- [DIRECTIVE] In the "Food and Family" post, what did the man cooking at the charity barbecue never get a chance to do?

- [ARTICLE]
%%

Sunday, November 7, 2010

Food and Family

I heard a story about a friend of a friend who, during a charity barb-i-que, spent the good part of an entire morning and afternoon monitoring, marinading, and flipping a vast amalgamation of burgers, steaks, and wings for an astonishing crowd (talk about a feeding of the 5,000).  What was funny was that, when all was said and done and all the hot dogs and cuts were served, that he never even got as chance to eat himself.  The tragedy!  To be so preoccupied cooking a delicious meal for hundreds that you'd forget to feed yourself. 

That's what it's like to study God's Word at time: you get so preoccupied you forget to eat it.  Not LITERALLY of course, but it seems that sometimes our study and dedication blinds us to the gaping need for Christ that still persists; with or without our acknowledgment.  How ironic that we prepare such a banquet to the finest detail only to forget to nourish ourselves in what God has provided.

%%

- [SUPPLIED MATERIAL]

%%

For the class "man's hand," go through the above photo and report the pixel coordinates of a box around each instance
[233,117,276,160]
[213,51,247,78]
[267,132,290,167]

%%

- [RESULT OF THE EXERCISE] He never got a chance to eat.